(Excerpts from point annotation data)

- - -

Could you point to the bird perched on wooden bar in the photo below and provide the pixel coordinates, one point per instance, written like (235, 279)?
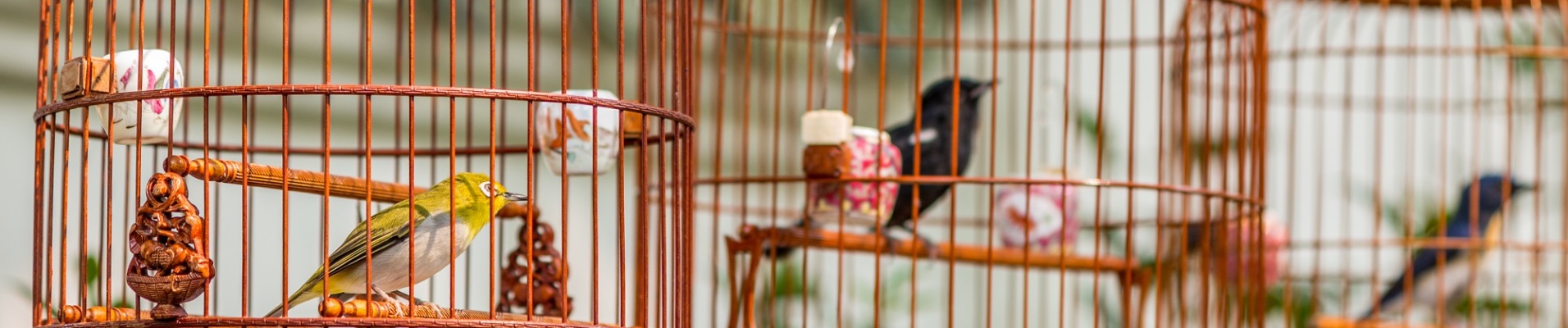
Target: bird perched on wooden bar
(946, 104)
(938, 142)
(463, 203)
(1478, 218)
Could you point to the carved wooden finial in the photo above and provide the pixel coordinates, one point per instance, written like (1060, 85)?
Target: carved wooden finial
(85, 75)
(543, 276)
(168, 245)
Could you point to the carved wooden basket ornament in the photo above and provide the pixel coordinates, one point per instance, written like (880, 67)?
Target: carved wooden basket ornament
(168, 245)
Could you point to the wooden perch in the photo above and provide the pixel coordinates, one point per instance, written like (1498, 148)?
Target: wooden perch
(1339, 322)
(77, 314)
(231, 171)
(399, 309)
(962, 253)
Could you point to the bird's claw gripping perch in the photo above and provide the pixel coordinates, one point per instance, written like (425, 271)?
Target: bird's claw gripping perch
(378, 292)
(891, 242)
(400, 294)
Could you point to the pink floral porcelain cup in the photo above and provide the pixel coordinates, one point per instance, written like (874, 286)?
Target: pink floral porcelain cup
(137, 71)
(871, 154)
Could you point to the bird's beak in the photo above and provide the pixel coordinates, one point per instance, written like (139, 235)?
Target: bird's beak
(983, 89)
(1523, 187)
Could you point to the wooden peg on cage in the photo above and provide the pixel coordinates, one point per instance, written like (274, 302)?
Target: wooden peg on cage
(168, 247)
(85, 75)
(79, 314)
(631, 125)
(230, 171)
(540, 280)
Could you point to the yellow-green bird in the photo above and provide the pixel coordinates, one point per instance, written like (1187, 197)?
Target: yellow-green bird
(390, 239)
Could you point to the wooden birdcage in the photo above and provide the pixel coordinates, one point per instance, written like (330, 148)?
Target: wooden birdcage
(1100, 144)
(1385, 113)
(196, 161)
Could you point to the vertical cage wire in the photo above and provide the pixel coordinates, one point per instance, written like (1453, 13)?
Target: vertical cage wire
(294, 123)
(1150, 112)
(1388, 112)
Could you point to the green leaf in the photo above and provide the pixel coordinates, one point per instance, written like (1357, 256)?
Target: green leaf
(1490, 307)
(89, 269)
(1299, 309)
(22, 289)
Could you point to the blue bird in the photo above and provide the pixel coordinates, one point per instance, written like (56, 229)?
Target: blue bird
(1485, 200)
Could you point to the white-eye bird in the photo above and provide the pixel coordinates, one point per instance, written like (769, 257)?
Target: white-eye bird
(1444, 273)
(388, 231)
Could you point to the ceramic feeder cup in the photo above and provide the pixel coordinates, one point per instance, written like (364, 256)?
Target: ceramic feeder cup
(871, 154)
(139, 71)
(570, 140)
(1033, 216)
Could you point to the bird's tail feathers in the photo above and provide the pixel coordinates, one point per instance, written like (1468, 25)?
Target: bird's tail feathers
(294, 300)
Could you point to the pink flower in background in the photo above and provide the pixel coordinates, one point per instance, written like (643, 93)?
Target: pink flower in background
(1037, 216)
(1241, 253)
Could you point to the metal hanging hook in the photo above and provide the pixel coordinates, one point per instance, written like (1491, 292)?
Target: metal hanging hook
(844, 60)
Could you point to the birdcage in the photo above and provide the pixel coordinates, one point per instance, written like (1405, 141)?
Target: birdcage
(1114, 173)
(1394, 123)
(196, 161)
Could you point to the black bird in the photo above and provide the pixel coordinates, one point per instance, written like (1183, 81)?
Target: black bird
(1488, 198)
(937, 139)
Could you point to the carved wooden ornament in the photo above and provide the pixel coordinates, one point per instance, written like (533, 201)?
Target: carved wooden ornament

- - -

» STATED EXERCISE
Reproduce all of the rows above word for word, leaving out the pictures.

» OUTPUT FOR THIS TASK
Could you point to the bird perched on wooden bar in the photo below and provide the pixel coordinates, one point per instance, written like (235, 279)?
Target: bird perched on wooden bar
(946, 104)
(938, 142)
(463, 203)
(1478, 218)
Could you point to the carved wooden finial in the photo above and provide the pixel coordinates, one point per instance, written like (1060, 85)?
Target: carved wooden finial
(85, 75)
(543, 276)
(168, 245)
Could you point to the carved wooden basket ornament in the photo above and provide the pixel coordinates, one point per instance, written like (880, 67)?
Target: carved wooden basket ornament
(168, 245)
Could you point to the wooden perch in the photo above and provide the pixel coordinates, one point per instance, written like (1498, 148)?
Target: wooden perch
(1339, 322)
(77, 314)
(231, 171)
(399, 309)
(962, 253)
Could you point to the bird's claw gripping perch in the photo above and provide the pixel coordinates, one point per instance, written like (425, 271)?
Target: bird's claw gripping perch
(378, 292)
(891, 242)
(400, 294)
Could you point to the pink floral porcelain cup in the photo above and provide the pixel coordinates, one point per instance, written like (874, 286)?
Target: pink floral porcelain cup
(137, 71)
(871, 154)
Could you point to the bird's beak in the photo above and provide the pixel coordinates, one point per instance, written like (139, 235)?
Target: bird's beak
(983, 89)
(1523, 187)
Could you point to the wooden peg on cage in the photo above and provide the pixel coordinates, one point per instance, written like (274, 302)?
Target: wooden peg on cage
(168, 247)
(85, 75)
(79, 314)
(631, 125)
(230, 171)
(540, 280)
Could you point to the yellow-green bird in the photo above and provide the pixel coordinates, one point per instance, written like (1187, 197)?
Target: yellow-green bird
(390, 239)
Could you point to the wooden birdcage in the photo above and provide the pixel coordinates, one point per instance, written like (330, 148)?
Target: wooden birdcage
(1100, 144)
(1385, 113)
(196, 161)
Could you point to the vertical cage wire in the photo above and provide the pixel coordinates, one point per instance, written like (1453, 13)?
Target: vertical cage wire
(294, 123)
(1150, 112)
(1388, 112)
Could you point to the green leaf in the photo above and provide the pixel coordinates, one point per instance, written like (1357, 256)?
Target: green leaf
(1490, 307)
(89, 269)
(1299, 309)
(22, 289)
Could you point to the blue bird in the photo above and provide the pixel coordinates, one point per instance, written like (56, 229)?
Target: blue bird
(1485, 200)
Could you point to the white-eye bird in the photo above and provide the pixel coordinates, one point per instance, written like (769, 257)?
Target: white-eye bird
(1444, 273)
(388, 231)
Could you point to the ceramic feeder cup in the photo above and provide the pixel coordinates, one point per instance, written like (364, 256)?
Target: ceramic feeder cup
(871, 154)
(139, 71)
(570, 140)
(1033, 216)
Could you point to the bird's tail feathers in the photo above and provide the pixel coordinates, one point per instance, written like (1468, 25)?
Target: bird's tail feathers
(294, 300)
Could you point to the pink flower in background in the photo above and provide the pixel coordinates, one point per instance, written like (643, 93)?
Target: pink flower in background
(1037, 216)
(1241, 253)
Could you point to the metal hanging hook in the photo above and provide the pixel coordinates, one point per instance, written like (1491, 292)?
Target: metal hanging hook
(844, 60)
Could you point to the birdcage in the photo above and provide the pixel coordinates, one point per instance, written like (1405, 141)?
Target: birdcage
(1114, 173)
(1394, 123)
(196, 161)
Could you point to the black bird in the photo above and provide the pixel coordinates, one point per instance, written like (1183, 81)?
Target: black bird
(1488, 198)
(937, 139)
Could you point to the carved wooden ornament in the photo above and provide the pixel coordinates, one point per instance, written like (533, 201)?
Target: carved wooden ornament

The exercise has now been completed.